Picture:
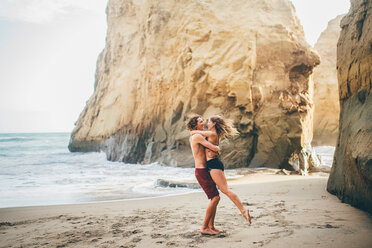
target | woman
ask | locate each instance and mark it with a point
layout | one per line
(220, 128)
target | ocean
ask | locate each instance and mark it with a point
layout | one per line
(38, 169)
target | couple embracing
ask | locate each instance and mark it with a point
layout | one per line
(209, 170)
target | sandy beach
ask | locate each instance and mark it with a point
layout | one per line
(287, 211)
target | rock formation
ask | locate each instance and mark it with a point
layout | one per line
(163, 60)
(326, 100)
(351, 174)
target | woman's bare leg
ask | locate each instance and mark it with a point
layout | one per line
(210, 212)
(211, 221)
(219, 178)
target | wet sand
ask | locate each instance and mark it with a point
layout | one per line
(287, 211)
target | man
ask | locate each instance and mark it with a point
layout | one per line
(198, 144)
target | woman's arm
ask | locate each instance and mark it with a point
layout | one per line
(201, 140)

* _Objective_: Write out every line of the material, starting at the line containing "target | couple embracing" and continuing through the end of the material, with both of those end lines included.

* _Solution_:
target | couple embracing
ask | locate each instance and mark it with a point
layout | one per line
(209, 170)
target | sandy beach
ask | locate each instance and mark it with a point
layout | one per line
(287, 211)
target | rock formation
ask | locate each instance and mark it with a point
layout | one per line
(163, 60)
(326, 100)
(351, 174)
target | woman's bare leg
ask | locate each instance and mark it with a point
layout | one per line
(210, 212)
(211, 221)
(219, 178)
target | wet sand
ask | locate each instance and mark it with a point
layout | one per line
(287, 211)
target | man
ask | locate each instance and mark it with a point
layout | one per line
(198, 144)
target | woman's arm
ask | locate each instance and mark it with a point
layout | one per line
(201, 140)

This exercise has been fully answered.